Schreibe den Forumstext über Hintergrundprozesse und Subshells in der Shell im Anschluss an seinen letzten Satz weiter.
:: AUSGEWÄHLTER ABSCHNITT ::
Hm, scheint ja ein diskussionswürdiges Thema zu sein, wenn ich Euren Links mal so folge...
Bin mal gespannt wo unsere (meines Kollegen und meine) Entscheiung hinfällt.... Im Moment tendiere ich zu dem extra Service-Port für diverse Befhle (die ich dann beispielsweise aus einem Shell-Skript via netcat aufrufen könnte) und der Implementierung eines ShutdownHooks für den Notfall....
Vorerst mal wieder ein Danke an Euch!


----------



## HoaX (11. Aug 2007)

Hilefoks hat gesagt.:
			
		

> Durch das & wird die Shell angewiesen den Prozess in einer Subshell zu starten... wird die Shell beendet, werden auch alle Kinder getötet. Um das zu verhindern kann man ein Programm aber mit nohup starten:
> 
> 
> 
> ...



& startet keine subshell sondern das programm als hintergund process der shell, eine subshell wird idR mit backticks bzw $( ... ) gestartet. im gegensatz zu subshells kannst du jobs kontrollieren, siehe fg, bg, jobs, disown, ...
:::
:: BEREITGESTELLTES MATERIAL ::
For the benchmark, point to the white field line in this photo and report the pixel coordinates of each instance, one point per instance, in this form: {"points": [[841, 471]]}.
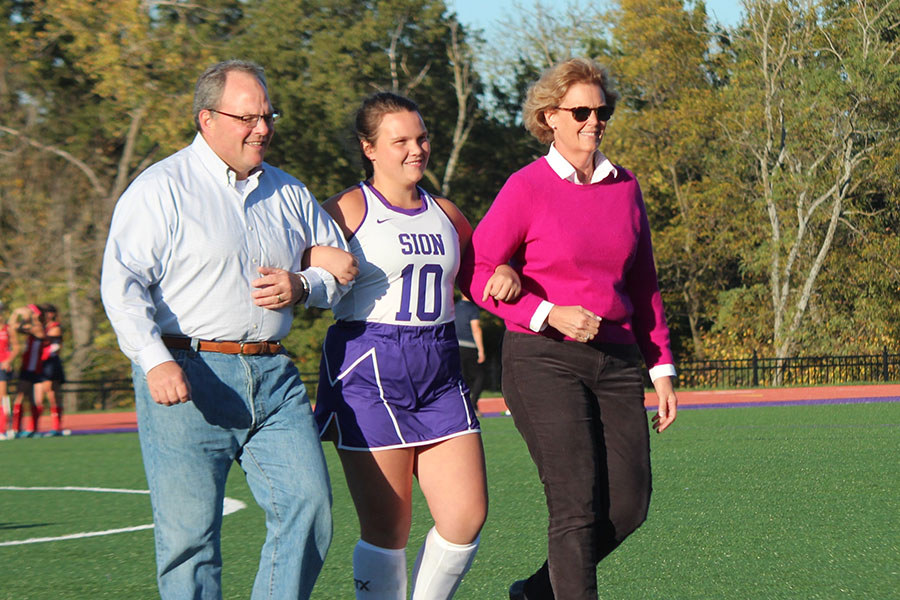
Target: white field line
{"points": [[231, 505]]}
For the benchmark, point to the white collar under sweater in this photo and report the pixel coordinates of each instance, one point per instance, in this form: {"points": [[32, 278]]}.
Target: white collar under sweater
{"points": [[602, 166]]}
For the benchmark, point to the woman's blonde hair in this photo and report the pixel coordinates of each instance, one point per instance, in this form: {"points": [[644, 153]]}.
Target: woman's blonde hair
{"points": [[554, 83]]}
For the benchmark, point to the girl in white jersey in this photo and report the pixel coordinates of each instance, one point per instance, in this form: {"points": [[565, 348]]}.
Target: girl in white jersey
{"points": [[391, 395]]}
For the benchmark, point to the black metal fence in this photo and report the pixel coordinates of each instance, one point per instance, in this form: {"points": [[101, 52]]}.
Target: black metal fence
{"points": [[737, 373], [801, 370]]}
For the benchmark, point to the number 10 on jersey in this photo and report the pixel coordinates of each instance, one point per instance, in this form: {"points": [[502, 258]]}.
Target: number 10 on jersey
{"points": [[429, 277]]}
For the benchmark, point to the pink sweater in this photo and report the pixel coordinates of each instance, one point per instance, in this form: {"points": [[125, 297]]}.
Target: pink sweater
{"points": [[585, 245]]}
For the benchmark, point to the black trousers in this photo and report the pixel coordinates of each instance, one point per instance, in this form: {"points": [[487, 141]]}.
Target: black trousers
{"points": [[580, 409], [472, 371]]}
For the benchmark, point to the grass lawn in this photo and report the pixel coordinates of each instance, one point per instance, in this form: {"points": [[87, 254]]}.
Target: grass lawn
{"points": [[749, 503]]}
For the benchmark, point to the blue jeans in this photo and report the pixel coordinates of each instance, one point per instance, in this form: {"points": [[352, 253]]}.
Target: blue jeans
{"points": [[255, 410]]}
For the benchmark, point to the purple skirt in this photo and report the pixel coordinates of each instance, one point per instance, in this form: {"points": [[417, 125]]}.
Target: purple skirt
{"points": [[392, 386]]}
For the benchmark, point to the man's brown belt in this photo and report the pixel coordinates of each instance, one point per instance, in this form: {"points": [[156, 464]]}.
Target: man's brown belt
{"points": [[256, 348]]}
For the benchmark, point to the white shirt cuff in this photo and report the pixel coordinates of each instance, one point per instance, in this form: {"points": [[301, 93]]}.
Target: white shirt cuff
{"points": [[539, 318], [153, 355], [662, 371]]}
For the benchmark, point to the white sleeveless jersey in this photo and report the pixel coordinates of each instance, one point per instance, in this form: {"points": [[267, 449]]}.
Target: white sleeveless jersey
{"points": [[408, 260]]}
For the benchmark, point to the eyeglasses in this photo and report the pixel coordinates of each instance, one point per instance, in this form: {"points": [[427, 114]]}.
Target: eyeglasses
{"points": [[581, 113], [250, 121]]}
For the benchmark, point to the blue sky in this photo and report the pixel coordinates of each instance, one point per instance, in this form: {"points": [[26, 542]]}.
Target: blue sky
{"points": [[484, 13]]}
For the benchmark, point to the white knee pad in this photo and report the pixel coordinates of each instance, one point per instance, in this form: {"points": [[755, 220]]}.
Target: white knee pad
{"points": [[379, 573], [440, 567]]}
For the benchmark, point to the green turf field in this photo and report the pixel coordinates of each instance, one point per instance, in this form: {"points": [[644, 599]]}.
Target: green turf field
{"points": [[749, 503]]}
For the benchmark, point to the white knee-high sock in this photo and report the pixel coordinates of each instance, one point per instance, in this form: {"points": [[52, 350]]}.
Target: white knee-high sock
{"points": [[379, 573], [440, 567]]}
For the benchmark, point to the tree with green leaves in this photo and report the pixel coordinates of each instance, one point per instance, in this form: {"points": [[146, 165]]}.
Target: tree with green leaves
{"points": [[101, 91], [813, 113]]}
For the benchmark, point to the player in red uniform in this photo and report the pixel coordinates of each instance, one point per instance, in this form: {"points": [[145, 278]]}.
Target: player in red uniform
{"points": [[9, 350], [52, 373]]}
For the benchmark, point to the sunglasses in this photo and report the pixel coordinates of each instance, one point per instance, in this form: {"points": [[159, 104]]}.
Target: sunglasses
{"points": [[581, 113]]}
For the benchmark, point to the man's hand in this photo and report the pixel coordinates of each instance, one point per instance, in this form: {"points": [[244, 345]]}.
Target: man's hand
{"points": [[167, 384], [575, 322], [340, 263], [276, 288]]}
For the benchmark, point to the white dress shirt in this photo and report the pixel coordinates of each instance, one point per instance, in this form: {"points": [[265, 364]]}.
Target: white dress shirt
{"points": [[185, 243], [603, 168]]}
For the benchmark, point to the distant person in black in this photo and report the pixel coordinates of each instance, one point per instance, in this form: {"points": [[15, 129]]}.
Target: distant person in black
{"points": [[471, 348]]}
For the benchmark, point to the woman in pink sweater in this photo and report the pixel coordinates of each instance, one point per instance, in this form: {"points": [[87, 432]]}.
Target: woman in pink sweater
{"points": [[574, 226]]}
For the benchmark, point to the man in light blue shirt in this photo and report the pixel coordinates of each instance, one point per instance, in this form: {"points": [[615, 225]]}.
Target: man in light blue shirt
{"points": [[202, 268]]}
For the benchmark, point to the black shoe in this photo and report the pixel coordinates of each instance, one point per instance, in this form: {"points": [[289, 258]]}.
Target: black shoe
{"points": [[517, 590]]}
:::
▶ **DIE ANTWORT**:
btw lässt sich das verhalten beim beenden bei einigen shells mittels entsprechender shopts anpassen

ich würde den shutdownhook auf jeden fall implementieren, dann kann man den server auch mal getrost mit strg+c abbrechen und er wird vernünftig beendet


----------



## Hilefoks (15. Aug 2007)

HoaX hat gesagt.:
			
		

> & startet keine subshell sondern...


Du hast natürlich völlig recht... sorry!

MfG,
Hilefoks


----------



## Guest (15. Aug 2007)

Wie wär's mit OSGi? Die Declarative Services und die Console von z.B. Equinox scheinen genau das zu sein, 
was du suchst. In diesem Bereich ist auch eine interessante Entwicklung zu erwarten.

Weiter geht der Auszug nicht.